● **Instructions to follow**: Translate this sentence from the article below about a false rape accusation into Spanish: "A ruined reputation, public humiliation, and estrangement from family members all followed this false accusation."

● **Source extract**:
····················
They charged a rape victim for "lying": Chilling case deserves same attention as Rolling Stone scandal

A rape victim is falsely accused of making up her attack — her disturbing experience deserves national attention

By Amanda Marcotte

Senior Writer

Published December 16, 2015 8:22PM (EST)

       (<a href='http://www.shutterstock.com/gallery-242458p1.html'>Gunnar Pippel</a> via <a href='http://www.shutterstock.com/'>Shutterstock</a>)
(Gunnar Pippel via Shutterstock)

Last year, a scandal getting nationwide attention erupted when it was discovered that one of the victims in a Rolling Stone exposé about a rape at the University of Virginia, a woman who claimed she was brutally gang-raped at a frat party, was probably lying about most or even all of her story. The woman in question had gone out of her way to avoid accusing anyone of this possibly fake crime, even going so far as to refuse to name the ring leader in the alleged attack off the record to the journalist interviewing her.

But the whole thing kicked off a nationwide hysteria about false rape accusations anyway, a hysteria that was only checked by the cold bath in reality that are the Bill Cosby allegations, which reminded everyone that, by and large, most rape accusers are telling the truth.

On Wednesday, T. Christian Miller of Pro Publica and Ken Armstrong of The Marshall Project published an brutal exposé of a false accusation, titled "An Unbelievable Story of Rape." The piece details a false accusation far more horrifying than the one turned up by the Rolling Stone scandal. Unlike the UVA case, the victim of this false accusation in Lynnwood, Washington was actually named and turned over to the police to be charged. A ruined reputation, public humiliation, and estrangement from family members all followed this false accusation. Authorities very nearly kicked the victim from her home.
····················
● **Information provided**:
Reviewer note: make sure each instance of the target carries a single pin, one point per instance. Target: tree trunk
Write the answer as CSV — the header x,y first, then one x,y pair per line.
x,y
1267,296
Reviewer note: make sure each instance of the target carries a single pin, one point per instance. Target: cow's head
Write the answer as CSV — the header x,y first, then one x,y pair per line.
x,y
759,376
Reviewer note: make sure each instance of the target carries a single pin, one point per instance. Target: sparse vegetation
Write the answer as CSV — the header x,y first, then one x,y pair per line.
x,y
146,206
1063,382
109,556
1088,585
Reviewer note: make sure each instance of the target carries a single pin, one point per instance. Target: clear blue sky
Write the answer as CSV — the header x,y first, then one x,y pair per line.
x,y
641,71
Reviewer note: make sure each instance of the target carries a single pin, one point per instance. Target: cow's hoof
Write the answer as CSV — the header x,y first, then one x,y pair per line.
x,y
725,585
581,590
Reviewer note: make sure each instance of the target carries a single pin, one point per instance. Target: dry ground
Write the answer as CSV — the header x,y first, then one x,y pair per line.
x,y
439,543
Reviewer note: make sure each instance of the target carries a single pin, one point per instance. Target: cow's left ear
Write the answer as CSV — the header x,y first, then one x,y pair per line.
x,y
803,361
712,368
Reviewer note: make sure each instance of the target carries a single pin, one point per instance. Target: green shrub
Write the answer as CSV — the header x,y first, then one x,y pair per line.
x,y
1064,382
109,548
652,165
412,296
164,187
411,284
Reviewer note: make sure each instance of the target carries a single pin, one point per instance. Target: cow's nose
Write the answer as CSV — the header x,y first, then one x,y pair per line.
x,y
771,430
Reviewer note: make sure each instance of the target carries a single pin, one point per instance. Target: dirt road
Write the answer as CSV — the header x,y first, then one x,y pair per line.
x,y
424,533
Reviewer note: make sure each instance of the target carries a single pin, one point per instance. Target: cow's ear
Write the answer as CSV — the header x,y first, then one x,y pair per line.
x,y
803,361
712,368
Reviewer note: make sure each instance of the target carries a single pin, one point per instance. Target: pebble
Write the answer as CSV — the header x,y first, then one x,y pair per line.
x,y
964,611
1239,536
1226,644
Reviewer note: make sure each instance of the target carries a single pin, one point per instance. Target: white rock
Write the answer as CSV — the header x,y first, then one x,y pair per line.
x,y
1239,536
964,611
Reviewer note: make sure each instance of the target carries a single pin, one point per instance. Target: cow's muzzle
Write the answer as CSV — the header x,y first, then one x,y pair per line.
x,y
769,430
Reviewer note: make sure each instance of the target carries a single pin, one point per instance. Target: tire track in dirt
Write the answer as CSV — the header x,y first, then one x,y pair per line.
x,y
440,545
····················
● **Worked solution**: A esta falsa acusación le siguieron una reputación arruinada, la humillación pública y el distanciamiento de los familiares.